§ **About this exercise**
From the line containing "Can you see the air" through the last line below, copy every line exactly, leaving out the pictures.

Point-per-instance localization data

§ §

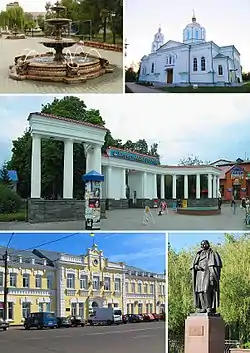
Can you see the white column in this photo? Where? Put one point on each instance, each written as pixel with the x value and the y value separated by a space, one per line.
pixel 198 186
pixel 209 186
pixel 144 186
pixel 162 187
pixel 174 187
pixel 109 183
pixel 68 170
pixel 97 159
pixel 215 191
pixel 36 167
pixel 123 184
pixel 185 186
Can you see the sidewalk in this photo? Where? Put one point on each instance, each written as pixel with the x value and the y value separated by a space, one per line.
pixel 135 88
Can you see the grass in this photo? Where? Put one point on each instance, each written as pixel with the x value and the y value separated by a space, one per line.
pixel 228 89
pixel 13 217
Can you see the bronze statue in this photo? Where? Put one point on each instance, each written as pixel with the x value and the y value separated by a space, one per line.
pixel 206 270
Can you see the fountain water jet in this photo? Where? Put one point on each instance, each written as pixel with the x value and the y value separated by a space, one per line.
pixel 55 66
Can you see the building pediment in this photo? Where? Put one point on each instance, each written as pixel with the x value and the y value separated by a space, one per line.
pixel 170 44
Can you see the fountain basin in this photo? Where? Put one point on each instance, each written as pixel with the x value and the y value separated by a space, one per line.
pixel 79 69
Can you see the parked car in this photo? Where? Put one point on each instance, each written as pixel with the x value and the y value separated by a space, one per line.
pixel 4 325
pixel 134 318
pixel 148 317
pixel 64 322
pixel 77 321
pixel 40 320
pixel 157 317
pixel 124 319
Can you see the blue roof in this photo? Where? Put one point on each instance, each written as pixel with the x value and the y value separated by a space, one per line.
pixel 12 174
pixel 93 176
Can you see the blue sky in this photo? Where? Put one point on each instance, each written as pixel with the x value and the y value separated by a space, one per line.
pixel 226 23
pixel 146 251
pixel 211 126
pixel 180 241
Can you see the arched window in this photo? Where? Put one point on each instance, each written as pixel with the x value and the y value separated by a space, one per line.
pixel 220 70
pixel 203 64
pixel 195 66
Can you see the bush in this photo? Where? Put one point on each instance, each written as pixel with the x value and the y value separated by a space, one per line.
pixel 10 202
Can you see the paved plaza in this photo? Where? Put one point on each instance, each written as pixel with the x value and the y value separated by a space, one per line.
pixel 142 337
pixel 108 83
pixel 131 219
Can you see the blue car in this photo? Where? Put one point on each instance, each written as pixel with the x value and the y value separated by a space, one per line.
pixel 40 320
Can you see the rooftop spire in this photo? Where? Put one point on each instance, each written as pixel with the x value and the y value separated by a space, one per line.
pixel 193 18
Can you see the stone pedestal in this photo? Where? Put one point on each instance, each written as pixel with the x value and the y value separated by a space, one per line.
pixel 204 334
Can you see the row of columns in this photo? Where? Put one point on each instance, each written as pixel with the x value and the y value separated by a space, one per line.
pixel 93 162
pixel 213 186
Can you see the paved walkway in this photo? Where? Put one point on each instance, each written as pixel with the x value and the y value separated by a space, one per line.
pixel 135 88
pixel 131 219
pixel 109 83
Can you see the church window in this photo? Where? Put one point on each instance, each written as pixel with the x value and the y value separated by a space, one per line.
pixel 195 66
pixel 220 70
pixel 203 64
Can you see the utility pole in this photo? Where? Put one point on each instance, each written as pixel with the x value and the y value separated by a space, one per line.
pixel 5 293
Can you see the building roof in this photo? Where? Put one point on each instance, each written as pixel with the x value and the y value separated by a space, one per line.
pixel 70 120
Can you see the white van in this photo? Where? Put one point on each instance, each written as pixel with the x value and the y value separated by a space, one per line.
pixel 106 316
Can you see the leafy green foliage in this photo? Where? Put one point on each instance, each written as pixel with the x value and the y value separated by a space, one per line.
pixel 53 151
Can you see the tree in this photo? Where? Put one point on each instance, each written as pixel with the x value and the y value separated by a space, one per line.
pixel 130 75
pixel 192 160
pixel 235 289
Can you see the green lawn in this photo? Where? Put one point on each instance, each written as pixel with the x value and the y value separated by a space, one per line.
pixel 13 217
pixel 241 89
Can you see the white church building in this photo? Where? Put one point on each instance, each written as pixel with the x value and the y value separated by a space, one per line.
pixel 192 62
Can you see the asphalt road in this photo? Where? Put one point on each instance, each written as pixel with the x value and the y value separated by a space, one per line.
pixel 142 337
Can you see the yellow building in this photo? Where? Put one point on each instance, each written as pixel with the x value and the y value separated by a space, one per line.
pixel 77 284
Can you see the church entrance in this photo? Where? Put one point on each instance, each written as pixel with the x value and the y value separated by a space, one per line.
pixel 169 77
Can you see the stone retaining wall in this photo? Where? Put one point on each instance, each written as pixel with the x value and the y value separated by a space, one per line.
pixel 40 211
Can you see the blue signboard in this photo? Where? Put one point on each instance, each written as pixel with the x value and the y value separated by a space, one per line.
pixel 133 156
pixel 237 171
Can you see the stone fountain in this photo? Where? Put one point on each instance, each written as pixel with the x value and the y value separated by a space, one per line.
pixel 56 66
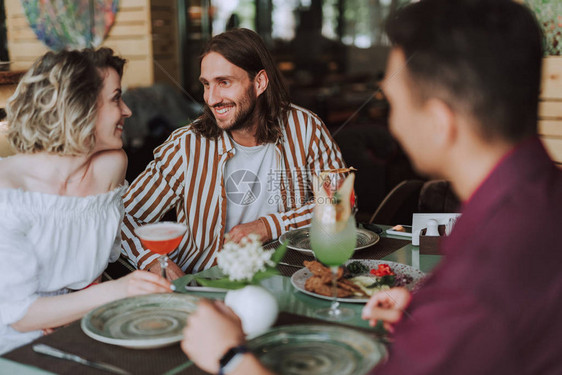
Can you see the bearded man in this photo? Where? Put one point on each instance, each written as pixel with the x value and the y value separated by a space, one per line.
pixel 243 167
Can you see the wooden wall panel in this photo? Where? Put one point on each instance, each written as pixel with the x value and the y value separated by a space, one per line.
pixel 550 107
pixel 144 31
pixel 552 78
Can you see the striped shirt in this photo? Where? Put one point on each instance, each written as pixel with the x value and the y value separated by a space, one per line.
pixel 187 175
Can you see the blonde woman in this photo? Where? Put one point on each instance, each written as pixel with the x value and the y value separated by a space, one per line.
pixel 60 195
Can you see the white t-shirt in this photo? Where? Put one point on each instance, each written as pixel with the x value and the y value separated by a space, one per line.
pixel 250 185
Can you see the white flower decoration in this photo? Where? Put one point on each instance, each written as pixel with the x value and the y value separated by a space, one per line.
pixel 240 262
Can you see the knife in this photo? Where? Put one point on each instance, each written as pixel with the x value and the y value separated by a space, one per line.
pixel 50 351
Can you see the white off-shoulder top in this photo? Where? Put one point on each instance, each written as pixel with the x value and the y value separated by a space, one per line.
pixel 50 244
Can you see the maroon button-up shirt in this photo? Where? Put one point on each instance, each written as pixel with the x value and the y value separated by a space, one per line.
pixel 494 304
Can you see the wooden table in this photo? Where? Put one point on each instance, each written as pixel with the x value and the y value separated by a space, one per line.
pixel 295 308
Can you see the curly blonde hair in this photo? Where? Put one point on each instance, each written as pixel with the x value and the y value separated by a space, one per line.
pixel 54 107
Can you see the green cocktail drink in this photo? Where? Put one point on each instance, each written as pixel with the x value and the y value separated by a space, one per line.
pixel 333 248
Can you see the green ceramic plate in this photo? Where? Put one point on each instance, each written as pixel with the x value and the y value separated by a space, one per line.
pixel 317 350
pixel 141 322
pixel 299 278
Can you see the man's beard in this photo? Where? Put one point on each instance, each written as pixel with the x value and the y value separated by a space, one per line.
pixel 247 109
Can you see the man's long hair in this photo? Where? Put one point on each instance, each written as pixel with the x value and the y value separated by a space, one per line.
pixel 245 49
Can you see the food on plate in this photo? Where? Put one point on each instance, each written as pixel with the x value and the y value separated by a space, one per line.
pixel 321 282
pixel 353 280
pixel 356 268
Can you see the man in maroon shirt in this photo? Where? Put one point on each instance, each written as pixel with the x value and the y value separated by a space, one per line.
pixel 463 81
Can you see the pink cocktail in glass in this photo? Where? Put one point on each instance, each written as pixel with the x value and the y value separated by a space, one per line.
pixel 161 238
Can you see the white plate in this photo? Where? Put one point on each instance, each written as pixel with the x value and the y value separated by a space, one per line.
pixel 141 322
pixel 299 278
pixel 299 240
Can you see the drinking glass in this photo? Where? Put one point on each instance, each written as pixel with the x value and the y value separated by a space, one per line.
pixel 161 238
pixel 333 234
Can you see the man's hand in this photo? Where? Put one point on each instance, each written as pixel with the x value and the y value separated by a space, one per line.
pixel 242 230
pixel 211 330
pixel 141 282
pixel 388 306
pixel 172 271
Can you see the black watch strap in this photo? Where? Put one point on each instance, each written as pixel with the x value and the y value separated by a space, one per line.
pixel 230 359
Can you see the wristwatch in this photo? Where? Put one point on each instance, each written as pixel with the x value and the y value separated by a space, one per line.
pixel 231 358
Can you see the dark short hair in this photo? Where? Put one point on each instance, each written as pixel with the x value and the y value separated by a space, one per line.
pixel 55 105
pixel 245 49
pixel 482 57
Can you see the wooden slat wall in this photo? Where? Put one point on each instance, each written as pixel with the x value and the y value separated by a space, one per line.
pixel 165 44
pixel 550 110
pixel 145 33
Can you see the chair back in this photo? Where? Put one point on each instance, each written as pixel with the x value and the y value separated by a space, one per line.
pixel 399 204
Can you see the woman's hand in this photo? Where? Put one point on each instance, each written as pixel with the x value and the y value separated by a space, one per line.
pixel 388 306
pixel 141 282
pixel 211 330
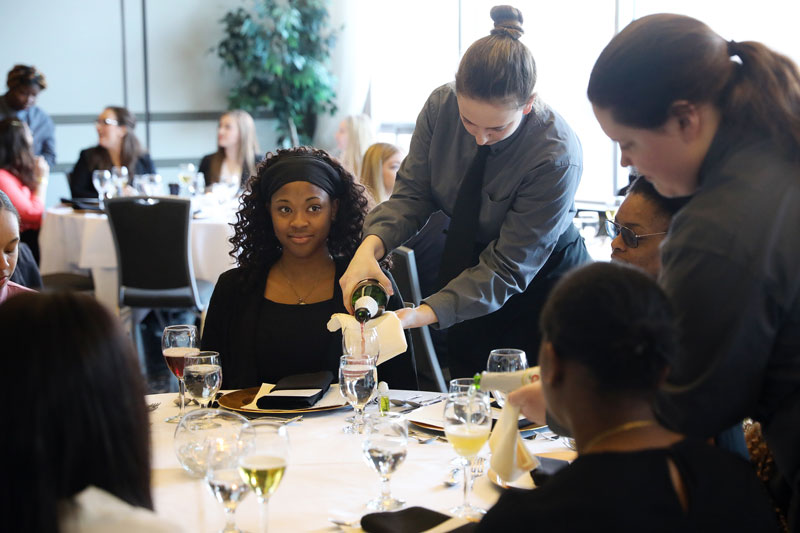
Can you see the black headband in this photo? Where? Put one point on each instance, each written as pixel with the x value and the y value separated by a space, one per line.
pixel 301 168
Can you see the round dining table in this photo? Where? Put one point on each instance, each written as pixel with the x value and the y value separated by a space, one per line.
pixel 326 476
pixel 81 242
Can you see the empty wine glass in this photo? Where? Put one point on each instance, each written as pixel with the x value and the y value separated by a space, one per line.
pixel 384 450
pixel 505 360
pixel 202 374
pixel 358 381
pixel 467 423
pixel 263 465
pixel 101 180
pixel 176 343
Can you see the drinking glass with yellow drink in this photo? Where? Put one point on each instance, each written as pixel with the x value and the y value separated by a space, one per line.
pixel 467 423
pixel 263 466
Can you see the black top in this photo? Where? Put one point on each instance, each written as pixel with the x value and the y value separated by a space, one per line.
pixel 261 341
pixel 80 179
pixel 633 492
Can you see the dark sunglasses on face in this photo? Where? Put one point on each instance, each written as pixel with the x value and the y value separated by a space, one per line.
pixel 628 236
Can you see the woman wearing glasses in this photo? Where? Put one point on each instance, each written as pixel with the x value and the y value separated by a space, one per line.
pixel 719 120
pixel 640 225
pixel 117 146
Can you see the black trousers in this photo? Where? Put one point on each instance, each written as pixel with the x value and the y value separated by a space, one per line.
pixel 516 324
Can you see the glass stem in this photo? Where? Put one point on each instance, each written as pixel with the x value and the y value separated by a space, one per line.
pixel 264 512
pixel 467 481
pixel 182 394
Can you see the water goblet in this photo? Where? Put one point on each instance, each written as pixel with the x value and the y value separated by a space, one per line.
pixel 467 423
pixel 384 448
pixel 263 466
pixel 505 360
pixel 101 180
pixel 202 374
pixel 176 343
pixel 358 381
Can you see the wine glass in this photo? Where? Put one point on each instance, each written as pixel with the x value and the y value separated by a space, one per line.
pixel 467 422
pixel 101 180
pixel 358 380
pixel 505 360
pixel 263 465
pixel 176 343
pixel 202 375
pixel 226 484
pixel 384 450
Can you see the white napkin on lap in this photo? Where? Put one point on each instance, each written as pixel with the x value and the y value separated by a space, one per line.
pixel 391 338
pixel 510 457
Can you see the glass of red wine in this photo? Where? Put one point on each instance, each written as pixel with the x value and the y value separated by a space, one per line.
pixel 176 343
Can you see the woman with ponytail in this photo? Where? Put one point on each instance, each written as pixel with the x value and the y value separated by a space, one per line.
pixel 505 167
pixel 720 120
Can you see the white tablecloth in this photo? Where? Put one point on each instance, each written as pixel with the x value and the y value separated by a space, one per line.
pixel 81 242
pixel 326 476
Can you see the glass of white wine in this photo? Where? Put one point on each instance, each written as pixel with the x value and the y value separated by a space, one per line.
pixel 176 343
pixel 467 423
pixel 505 360
pixel 385 444
pixel 358 381
pixel 263 465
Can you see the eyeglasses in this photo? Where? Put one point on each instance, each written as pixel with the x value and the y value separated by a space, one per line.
pixel 628 236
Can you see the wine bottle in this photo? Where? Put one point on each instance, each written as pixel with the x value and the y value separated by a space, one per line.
pixel 369 300
pixel 506 381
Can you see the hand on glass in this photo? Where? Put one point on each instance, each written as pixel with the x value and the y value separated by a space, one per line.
pixel 364 265
pixel 415 317
pixel 530 399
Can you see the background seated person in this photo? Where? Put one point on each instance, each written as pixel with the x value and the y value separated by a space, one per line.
pixel 87 459
pixel 608 336
pixel 23 177
pixel 237 150
pixel 641 224
pixel 24 85
pixel 9 253
pixel 298 227
pixel 117 146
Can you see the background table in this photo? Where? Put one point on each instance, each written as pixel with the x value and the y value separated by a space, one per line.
pixel 74 241
pixel 326 476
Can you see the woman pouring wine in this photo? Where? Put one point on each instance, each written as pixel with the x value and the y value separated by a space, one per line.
pixel 505 167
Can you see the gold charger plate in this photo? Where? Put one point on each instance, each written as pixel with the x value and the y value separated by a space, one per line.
pixel 236 400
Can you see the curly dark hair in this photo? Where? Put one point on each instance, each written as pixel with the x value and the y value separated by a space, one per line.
pixel 255 246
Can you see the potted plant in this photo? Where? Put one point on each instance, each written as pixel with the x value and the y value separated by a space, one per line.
pixel 280 50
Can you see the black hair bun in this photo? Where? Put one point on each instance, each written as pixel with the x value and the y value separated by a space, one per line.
pixel 507 21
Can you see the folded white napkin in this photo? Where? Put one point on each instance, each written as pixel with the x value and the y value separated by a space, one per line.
pixel 510 457
pixel 391 338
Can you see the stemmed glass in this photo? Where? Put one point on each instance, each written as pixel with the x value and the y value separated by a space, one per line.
pixel 384 450
pixel 101 180
pixel 358 381
pixel 262 467
pixel 505 360
pixel 202 374
pixel 467 422
pixel 176 343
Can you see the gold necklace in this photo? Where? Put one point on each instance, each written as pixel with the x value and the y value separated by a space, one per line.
pixel 301 300
pixel 622 428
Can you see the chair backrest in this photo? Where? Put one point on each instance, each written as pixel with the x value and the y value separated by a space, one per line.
pixel 404 272
pixel 152 240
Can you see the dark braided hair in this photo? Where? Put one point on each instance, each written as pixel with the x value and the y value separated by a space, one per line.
pixel 617 322
pixel 255 246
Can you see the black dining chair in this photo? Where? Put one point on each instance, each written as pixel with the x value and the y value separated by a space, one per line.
pixel 152 237
pixel 404 271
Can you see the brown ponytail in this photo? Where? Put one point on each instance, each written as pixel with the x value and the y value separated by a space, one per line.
pixel 659 59
pixel 498 68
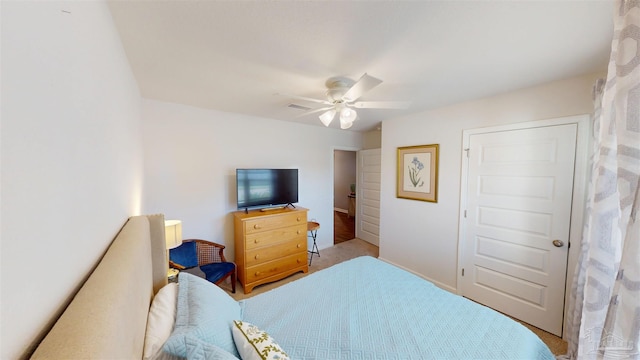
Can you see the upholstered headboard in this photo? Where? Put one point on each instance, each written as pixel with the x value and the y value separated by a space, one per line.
pixel 107 318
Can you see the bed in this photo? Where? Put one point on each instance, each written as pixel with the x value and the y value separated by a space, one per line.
pixel 360 309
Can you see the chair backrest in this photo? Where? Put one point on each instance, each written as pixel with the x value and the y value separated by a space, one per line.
pixel 185 254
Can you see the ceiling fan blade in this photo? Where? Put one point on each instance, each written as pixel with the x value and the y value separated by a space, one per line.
pixel 325 102
pixel 314 111
pixel 382 104
pixel 364 84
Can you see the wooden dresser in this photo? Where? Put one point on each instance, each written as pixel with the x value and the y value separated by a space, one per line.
pixel 270 245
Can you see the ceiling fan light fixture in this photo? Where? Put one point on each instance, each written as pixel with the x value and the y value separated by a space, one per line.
pixel 327 116
pixel 348 115
pixel 345 124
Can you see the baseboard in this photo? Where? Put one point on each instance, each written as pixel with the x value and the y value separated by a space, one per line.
pixel 442 286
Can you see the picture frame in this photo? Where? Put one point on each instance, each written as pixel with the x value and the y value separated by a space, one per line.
pixel 418 172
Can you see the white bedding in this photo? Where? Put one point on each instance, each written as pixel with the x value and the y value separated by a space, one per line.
pixel 367 309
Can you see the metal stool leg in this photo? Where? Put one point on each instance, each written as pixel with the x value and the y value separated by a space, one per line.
pixel 314 246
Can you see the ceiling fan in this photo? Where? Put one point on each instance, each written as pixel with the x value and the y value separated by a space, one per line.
pixel 342 95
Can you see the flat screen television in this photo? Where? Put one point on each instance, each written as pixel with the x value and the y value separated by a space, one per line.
pixel 264 188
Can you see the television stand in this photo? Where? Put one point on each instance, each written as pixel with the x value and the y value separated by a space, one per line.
pixel 272 208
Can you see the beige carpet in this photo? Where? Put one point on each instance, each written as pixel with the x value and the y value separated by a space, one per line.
pixel 354 248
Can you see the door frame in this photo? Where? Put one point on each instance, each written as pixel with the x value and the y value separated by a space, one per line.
pixel 359 190
pixel 333 175
pixel 580 182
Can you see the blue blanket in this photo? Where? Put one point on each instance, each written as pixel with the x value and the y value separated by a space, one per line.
pixel 367 309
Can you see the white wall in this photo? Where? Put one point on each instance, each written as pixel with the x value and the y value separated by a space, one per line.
pixel 422 236
pixel 191 155
pixel 71 157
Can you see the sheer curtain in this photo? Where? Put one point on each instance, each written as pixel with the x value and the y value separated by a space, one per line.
pixel 604 308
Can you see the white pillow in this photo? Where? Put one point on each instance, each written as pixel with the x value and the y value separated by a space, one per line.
pixel 255 344
pixel 162 316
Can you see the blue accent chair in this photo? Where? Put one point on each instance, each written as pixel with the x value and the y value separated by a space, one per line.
pixel 206 256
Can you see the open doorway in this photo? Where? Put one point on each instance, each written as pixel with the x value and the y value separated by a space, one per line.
pixel 344 211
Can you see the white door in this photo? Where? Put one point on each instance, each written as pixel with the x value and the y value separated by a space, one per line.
pixel 368 196
pixel 516 230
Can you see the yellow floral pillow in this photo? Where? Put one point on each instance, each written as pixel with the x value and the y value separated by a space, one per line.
pixel 253 343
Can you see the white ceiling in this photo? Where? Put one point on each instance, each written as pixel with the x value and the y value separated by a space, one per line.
pixel 235 56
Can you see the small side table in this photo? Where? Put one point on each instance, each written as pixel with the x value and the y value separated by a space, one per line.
pixel 312 228
pixel 172 275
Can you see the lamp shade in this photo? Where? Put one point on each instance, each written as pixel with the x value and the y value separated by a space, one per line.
pixel 327 116
pixel 173 233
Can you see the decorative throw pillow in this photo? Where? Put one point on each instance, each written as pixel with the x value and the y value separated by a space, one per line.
pixel 253 343
pixel 162 316
pixel 200 350
pixel 204 312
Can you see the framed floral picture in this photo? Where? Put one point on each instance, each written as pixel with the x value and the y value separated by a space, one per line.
pixel 418 172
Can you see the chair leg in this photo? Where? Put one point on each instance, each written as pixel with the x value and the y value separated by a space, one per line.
pixel 234 277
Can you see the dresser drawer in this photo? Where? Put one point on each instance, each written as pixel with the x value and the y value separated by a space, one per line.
pixel 275 267
pixel 265 254
pixel 275 236
pixel 273 222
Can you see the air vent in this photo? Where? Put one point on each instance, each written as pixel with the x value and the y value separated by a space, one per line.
pixel 299 107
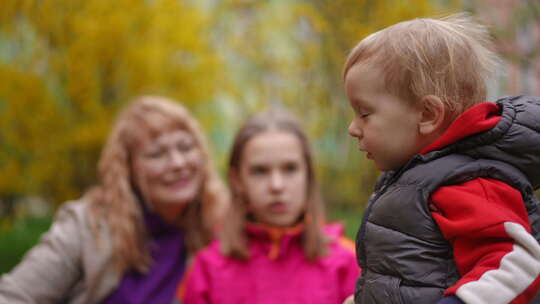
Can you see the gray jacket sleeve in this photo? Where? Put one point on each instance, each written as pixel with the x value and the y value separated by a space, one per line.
pixel 48 272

§ §

§ **Result of this task**
Can you see the air vent in this photo? Where? Put one point on each instance, each written as pixel with the x value and the y value separated by a space, one per line.
pixel 299 107
Can you see the gray jacket sleeve in this photo? Where? Put one point on each instance, each written as pixel with the x value and the y value separated by a space, one per line.
pixel 48 272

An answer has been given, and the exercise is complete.